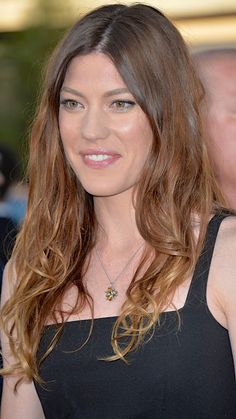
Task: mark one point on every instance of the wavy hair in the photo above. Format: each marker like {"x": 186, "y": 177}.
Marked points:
{"x": 60, "y": 227}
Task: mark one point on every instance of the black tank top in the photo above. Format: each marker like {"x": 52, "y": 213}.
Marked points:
{"x": 185, "y": 373}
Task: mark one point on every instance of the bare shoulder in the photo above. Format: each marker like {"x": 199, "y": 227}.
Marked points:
{"x": 225, "y": 247}
{"x": 223, "y": 268}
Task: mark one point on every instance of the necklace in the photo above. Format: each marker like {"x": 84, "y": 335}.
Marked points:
{"x": 111, "y": 292}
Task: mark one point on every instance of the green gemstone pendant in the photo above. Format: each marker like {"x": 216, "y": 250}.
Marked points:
{"x": 111, "y": 293}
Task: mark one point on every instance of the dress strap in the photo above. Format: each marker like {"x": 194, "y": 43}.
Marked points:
{"x": 197, "y": 291}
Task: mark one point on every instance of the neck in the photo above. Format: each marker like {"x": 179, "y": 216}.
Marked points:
{"x": 230, "y": 194}
{"x": 116, "y": 218}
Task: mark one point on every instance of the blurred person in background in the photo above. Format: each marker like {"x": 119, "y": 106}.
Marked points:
{"x": 114, "y": 261}
{"x": 217, "y": 71}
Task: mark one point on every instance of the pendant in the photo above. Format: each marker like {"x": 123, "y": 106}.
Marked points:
{"x": 111, "y": 293}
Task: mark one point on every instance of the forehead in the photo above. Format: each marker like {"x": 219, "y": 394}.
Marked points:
{"x": 219, "y": 74}
{"x": 95, "y": 68}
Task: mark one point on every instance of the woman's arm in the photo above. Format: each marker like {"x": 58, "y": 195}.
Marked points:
{"x": 222, "y": 284}
{"x": 25, "y": 403}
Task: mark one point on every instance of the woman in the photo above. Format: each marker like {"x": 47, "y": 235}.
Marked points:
{"x": 112, "y": 312}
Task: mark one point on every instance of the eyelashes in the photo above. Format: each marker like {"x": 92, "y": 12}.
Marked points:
{"x": 118, "y": 105}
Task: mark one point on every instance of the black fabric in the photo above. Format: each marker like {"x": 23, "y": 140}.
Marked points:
{"x": 184, "y": 373}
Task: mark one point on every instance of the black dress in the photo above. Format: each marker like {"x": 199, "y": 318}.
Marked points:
{"x": 185, "y": 373}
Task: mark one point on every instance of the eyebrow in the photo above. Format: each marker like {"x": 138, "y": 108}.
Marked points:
{"x": 107, "y": 94}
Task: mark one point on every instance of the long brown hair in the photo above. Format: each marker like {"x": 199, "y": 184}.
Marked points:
{"x": 59, "y": 230}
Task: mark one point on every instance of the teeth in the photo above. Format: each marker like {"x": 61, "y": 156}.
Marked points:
{"x": 97, "y": 157}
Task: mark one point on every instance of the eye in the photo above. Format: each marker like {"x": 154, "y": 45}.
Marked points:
{"x": 122, "y": 105}
{"x": 71, "y": 104}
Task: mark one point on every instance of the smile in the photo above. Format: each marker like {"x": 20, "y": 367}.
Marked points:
{"x": 97, "y": 157}
{"x": 96, "y": 160}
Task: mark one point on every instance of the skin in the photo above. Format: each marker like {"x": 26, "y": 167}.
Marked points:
{"x": 119, "y": 234}
{"x": 94, "y": 118}
{"x": 218, "y": 74}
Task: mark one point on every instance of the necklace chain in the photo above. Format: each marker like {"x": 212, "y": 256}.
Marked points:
{"x": 111, "y": 291}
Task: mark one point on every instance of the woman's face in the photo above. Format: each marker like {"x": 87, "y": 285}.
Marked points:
{"x": 105, "y": 134}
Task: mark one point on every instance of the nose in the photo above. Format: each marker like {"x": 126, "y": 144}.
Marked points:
{"x": 94, "y": 125}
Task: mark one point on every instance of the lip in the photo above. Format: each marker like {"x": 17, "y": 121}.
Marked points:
{"x": 113, "y": 157}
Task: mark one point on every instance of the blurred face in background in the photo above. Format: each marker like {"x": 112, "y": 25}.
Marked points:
{"x": 218, "y": 74}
________
Reproduce verbatim the lines of the listing above, starting at the line containing "Task: mark one point on every instance of the long" and ending at the final line of the listing, with both of these lines included.

- ANSWER BELOW:
Task: mark one point on every instance of the long brown hair in the photo above. Format: each marker like {"x": 199, "y": 184}.
Marked points:
{"x": 59, "y": 230}
Task: mark one point on every instance of the teeth in the photo above. Format: each marker like {"x": 61, "y": 156}.
Marked points:
{"x": 97, "y": 157}
Task: mark one point on every instance of the eye in the photo above. Format: each marker like {"x": 154, "y": 45}.
Marked points:
{"x": 122, "y": 105}
{"x": 71, "y": 104}
Task: mark one point on every instance of the smile in the photo above. Format: each marker like {"x": 20, "y": 367}.
Marked points:
{"x": 97, "y": 157}
{"x": 96, "y": 160}
Task: mark one point on every instance of the skin in the photo above. Format: each marker like {"x": 26, "y": 167}.
Marked points:
{"x": 119, "y": 234}
{"x": 94, "y": 118}
{"x": 218, "y": 74}
Task: mark one point on every instance of the necklace chain in the photo above. Format: each marker like {"x": 212, "y": 256}.
Marked points:
{"x": 111, "y": 291}
Task: mark one point on every instance of the woman's face in the photo above. Format: each marker like {"x": 87, "y": 285}.
Marked points:
{"x": 105, "y": 134}
Task: mark one point on every instance of the nose in the photo above. Format: each marker like {"x": 126, "y": 144}.
Marked points:
{"x": 94, "y": 125}
Task: mark one point on every instance of the lip in the photo above. Format: each marker like {"x": 17, "y": 121}.
Marked points:
{"x": 113, "y": 157}
Task: mark one point on every instance of the blurred face in background in the photo above. Format: each marker like {"x": 112, "y": 25}.
Marked points:
{"x": 218, "y": 74}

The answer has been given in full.